> **Set exercise 1**
In the thread about Rosedale Doodles, what price does Newbie say was paid for the puppy?
____ Page
# rosedale doodles



## neesyanne

Hi everyone, I am still looking for my cockapoo !!-Ihave been reading all the valuable info on here and was wondering if anyone had a Rosedale Doodle?-I know they do lots of different Doodles bnut is this necessarily a bad thing?-I have spoken to some home breeders who definitely made me uneasy and also some who gave good advice but unfortunately had no puppies available so any feedback appreciated.


----------



## weez74

Hi neesyanne,

I don't know anything about Rosedale, but I thought I'd reply to bring your post back up to the top of the list, in case anyone else missed it. 

I don't really know what I feel about all the different types they breed. My immediate reaction is that it's not a good sign, but then maybe I am being as bad as those who think cockapoos shouldn't be bred?!! And :ilmc:

Their website is http://www.rosedaledoodles.com/index.html if anyone wants to check it out and comment on all the tests they do on the parents (I don't know half as much about that as others do - I didn't research properly before I got Rosie. Bad, bad, bad.)


----------



## Newbie

It's a minefield isn't it? I personally wanted a hobby breeder or someone who had just decided to let their family pet have puppies as we used to do that with our family pets - have one litter - and they were spoiled, well socialised and integrated little puppies, loved and played with by all of the family. They also tend to be cheaper as they're not a source of income. I'd been to some breeders who literally churned out lots of puppies and just didn't feel as though they had the love and attention and comfort that they deserved! But that's just me being silly and soppy! I'm sure the puppies don't mind in the slightest and there are some fantastic and caring breeders (some of whom are on this forum) and I am sure there are some individuals who breed who don't know what they're doing and are arguably not as good as some of the breeders.

I don't know!! 

I ended up keeping an eye on pets4homes, breedersonline, epupz etc and found our little one advertised on all of these websites - a girl, our desired colour and also not too far away. We went to see her and the owners - they lived on a lovely farm and I met both the cocker mum (who was gorgeous and friendly) and the poodle dad (very regal and lovely!) and the puppies were played with by the family and their friends - so very used to people. They gave us all of the paperwork (PRA eye testing certificate for dad, KC papers etc) and asked us all about our situation to check that we'd be suitable puppy parents. She was also only £450 which I think was quite a good price according to a previous thread on here. The vet said she was gorgeous and perfectly healthy.
________
> **Set exercise 2**
Gather every line in the rows below that contains the word "door", and copy each one in full.
____ Material for this task
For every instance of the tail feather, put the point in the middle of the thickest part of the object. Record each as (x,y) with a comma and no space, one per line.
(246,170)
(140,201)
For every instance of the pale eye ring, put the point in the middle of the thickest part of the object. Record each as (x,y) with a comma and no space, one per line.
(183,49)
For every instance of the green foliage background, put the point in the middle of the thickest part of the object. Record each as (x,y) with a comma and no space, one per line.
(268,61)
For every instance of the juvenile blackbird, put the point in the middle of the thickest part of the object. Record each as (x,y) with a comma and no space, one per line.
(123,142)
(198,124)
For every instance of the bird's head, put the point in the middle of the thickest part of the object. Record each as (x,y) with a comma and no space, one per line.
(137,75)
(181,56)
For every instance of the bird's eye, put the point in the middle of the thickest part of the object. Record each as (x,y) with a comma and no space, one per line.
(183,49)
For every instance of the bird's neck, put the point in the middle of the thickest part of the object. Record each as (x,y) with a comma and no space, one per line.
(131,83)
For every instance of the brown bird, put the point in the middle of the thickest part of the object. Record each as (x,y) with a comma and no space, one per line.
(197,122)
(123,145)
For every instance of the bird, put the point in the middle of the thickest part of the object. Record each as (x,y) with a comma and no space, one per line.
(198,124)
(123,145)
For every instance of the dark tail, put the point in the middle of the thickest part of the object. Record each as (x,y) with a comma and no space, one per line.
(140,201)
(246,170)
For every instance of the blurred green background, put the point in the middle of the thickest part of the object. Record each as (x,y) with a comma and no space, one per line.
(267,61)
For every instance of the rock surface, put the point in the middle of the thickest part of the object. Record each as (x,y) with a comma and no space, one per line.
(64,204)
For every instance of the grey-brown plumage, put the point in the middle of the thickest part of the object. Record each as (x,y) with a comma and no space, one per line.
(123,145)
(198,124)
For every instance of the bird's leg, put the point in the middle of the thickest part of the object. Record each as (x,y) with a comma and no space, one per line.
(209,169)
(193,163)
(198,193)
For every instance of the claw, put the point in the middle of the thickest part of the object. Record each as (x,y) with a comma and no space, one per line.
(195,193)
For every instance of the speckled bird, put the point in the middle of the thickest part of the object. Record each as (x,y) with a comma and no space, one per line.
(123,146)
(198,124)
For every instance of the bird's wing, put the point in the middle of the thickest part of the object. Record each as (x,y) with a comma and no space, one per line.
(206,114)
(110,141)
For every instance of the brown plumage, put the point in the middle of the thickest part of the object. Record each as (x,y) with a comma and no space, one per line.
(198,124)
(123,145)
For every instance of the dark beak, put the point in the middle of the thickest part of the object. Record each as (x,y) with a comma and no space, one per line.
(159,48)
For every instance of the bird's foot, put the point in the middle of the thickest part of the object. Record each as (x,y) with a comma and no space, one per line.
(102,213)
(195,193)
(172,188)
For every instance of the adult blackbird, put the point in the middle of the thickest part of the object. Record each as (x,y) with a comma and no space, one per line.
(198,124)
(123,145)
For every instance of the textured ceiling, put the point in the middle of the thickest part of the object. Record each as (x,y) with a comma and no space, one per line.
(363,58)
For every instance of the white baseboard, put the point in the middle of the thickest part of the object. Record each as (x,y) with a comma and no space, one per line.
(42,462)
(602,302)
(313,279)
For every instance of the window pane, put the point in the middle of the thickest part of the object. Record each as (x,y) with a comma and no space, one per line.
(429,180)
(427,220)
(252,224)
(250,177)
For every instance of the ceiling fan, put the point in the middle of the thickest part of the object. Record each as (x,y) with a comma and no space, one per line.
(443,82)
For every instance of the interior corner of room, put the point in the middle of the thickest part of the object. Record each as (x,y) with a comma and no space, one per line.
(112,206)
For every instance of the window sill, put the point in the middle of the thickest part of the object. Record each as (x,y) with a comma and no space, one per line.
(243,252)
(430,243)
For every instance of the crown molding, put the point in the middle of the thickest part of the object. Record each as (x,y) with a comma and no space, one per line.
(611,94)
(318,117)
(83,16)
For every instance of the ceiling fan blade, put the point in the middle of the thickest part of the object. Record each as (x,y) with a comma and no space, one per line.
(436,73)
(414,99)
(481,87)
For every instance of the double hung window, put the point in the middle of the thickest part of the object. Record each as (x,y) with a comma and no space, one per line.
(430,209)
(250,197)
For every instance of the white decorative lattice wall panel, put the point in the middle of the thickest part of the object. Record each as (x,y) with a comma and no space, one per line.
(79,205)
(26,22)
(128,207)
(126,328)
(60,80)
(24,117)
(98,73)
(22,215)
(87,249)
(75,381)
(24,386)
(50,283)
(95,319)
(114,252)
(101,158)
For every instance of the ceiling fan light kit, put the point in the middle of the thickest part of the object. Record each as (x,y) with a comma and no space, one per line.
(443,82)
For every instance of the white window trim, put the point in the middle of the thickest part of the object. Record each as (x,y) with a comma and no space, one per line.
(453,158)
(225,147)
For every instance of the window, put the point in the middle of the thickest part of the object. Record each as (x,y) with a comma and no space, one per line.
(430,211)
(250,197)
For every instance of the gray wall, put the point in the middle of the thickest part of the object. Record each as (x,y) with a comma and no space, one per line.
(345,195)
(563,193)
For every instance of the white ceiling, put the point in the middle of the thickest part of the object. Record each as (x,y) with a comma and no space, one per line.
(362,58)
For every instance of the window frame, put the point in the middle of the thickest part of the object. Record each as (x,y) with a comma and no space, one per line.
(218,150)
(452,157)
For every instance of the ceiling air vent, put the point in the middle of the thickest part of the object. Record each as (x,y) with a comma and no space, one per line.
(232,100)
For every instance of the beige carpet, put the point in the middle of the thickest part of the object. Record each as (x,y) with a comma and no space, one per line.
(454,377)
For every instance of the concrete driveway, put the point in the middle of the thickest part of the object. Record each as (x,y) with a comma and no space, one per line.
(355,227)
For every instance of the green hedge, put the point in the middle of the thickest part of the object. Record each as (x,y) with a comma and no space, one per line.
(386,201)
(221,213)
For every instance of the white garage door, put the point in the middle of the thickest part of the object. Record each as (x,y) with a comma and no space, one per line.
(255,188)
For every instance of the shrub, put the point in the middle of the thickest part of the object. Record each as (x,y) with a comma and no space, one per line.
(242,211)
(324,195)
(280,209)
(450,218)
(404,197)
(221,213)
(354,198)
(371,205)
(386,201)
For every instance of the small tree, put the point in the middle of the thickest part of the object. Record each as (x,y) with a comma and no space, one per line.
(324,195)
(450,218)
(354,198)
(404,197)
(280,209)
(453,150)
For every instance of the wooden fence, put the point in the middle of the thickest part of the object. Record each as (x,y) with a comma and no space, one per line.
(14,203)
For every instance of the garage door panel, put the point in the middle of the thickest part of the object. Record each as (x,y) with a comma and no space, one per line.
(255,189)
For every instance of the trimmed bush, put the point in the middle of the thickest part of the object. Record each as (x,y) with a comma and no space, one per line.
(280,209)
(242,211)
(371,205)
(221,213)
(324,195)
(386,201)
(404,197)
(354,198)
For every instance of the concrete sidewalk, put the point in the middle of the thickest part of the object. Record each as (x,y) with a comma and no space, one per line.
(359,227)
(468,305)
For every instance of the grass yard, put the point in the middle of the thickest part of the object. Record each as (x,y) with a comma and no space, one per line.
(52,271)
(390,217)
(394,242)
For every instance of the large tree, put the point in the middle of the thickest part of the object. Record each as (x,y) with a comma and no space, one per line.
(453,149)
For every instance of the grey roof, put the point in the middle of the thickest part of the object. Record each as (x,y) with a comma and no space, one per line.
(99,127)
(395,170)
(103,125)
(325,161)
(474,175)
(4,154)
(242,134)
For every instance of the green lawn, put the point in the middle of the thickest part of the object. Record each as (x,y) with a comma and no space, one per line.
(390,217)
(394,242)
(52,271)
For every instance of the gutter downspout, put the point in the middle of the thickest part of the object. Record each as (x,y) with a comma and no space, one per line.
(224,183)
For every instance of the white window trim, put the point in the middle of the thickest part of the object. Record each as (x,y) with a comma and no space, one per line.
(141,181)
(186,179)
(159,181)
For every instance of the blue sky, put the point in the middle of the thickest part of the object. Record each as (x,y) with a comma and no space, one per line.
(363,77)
________
____ Material for this task
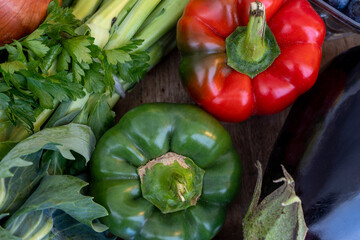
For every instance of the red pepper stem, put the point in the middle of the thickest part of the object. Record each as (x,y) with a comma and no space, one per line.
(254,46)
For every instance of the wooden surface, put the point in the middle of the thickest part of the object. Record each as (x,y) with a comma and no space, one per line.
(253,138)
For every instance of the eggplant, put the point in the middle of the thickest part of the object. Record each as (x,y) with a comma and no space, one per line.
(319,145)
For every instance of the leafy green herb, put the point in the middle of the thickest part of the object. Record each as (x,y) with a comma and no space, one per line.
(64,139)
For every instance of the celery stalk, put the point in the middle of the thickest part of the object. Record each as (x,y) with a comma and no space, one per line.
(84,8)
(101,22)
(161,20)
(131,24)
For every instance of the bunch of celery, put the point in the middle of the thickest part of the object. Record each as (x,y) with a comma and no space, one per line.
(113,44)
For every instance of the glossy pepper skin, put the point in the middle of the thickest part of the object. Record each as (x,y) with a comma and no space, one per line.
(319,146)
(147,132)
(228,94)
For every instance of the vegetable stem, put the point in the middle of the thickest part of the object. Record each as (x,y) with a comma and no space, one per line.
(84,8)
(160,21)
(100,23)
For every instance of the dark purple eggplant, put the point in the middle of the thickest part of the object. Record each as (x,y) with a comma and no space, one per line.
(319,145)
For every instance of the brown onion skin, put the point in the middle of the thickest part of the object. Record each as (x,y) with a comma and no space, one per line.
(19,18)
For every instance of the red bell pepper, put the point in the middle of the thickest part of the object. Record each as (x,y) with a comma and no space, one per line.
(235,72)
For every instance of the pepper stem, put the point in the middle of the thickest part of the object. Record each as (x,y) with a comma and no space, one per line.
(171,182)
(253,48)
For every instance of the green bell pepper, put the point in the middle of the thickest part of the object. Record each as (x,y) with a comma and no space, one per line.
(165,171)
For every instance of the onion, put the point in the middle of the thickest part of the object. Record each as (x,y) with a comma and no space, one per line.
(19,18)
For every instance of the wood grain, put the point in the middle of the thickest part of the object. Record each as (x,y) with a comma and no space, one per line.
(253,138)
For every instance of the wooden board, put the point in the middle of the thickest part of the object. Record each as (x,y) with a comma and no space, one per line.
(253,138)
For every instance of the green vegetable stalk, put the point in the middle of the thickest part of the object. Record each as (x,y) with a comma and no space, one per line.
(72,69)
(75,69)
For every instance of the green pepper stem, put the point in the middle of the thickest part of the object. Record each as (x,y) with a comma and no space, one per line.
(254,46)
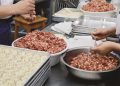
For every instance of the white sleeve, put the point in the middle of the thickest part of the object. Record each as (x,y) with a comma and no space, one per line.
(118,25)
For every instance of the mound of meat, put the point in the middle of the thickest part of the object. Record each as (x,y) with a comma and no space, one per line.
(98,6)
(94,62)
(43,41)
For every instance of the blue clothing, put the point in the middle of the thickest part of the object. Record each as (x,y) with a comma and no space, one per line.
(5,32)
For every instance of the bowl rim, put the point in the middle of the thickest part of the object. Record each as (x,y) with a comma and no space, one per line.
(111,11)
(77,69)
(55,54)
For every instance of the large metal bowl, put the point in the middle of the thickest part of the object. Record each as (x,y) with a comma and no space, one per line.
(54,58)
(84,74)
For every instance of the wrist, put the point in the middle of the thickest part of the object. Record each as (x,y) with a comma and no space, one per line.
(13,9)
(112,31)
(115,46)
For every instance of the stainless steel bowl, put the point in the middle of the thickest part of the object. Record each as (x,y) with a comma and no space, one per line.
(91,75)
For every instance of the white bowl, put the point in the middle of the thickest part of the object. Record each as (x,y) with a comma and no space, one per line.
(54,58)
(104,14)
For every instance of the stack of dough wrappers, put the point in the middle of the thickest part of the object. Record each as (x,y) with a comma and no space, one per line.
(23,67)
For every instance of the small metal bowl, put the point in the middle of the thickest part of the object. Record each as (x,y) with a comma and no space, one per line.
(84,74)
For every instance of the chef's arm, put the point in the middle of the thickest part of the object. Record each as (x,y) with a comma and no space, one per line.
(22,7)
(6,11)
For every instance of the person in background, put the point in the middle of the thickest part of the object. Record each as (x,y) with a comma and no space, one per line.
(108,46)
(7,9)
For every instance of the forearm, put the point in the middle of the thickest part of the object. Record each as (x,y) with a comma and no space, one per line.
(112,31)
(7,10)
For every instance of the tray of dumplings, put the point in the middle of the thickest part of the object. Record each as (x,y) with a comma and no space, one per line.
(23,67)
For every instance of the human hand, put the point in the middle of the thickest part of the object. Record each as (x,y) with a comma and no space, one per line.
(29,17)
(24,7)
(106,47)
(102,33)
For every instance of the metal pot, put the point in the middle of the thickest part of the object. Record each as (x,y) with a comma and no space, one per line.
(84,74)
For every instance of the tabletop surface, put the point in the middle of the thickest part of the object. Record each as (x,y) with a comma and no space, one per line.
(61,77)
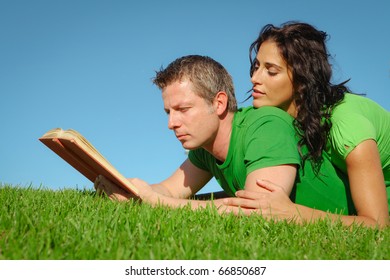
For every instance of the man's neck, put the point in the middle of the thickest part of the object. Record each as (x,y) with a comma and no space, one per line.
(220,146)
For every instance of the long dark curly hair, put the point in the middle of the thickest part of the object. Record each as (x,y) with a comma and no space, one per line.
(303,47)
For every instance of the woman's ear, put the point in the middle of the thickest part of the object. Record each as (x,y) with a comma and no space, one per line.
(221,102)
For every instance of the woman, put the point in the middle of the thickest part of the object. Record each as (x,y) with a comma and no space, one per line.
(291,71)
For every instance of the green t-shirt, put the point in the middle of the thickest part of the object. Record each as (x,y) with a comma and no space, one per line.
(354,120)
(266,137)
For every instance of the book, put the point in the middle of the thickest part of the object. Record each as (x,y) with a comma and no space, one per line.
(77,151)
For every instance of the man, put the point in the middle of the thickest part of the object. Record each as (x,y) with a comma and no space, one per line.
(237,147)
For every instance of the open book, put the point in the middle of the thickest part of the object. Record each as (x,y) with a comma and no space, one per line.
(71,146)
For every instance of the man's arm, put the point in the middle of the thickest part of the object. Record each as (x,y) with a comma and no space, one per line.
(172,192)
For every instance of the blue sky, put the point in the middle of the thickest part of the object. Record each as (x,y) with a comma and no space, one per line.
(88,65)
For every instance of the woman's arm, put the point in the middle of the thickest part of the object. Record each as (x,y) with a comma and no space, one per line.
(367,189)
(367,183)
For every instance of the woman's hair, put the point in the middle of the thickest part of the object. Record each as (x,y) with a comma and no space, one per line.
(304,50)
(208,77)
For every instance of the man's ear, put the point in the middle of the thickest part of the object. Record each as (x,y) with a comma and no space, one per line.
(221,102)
________
> **Worked solution 1**
£450

> **Worked solution 2**
For every instance of the white garage door, put the point in the middle of the thickest part of the object. Record each as (x,y) with a comma and no space, one per line.
For every instance of the garage door panel, put the point in the middle of the thickest part of the object. Record each as (x,y) with a comma and no space, one per line.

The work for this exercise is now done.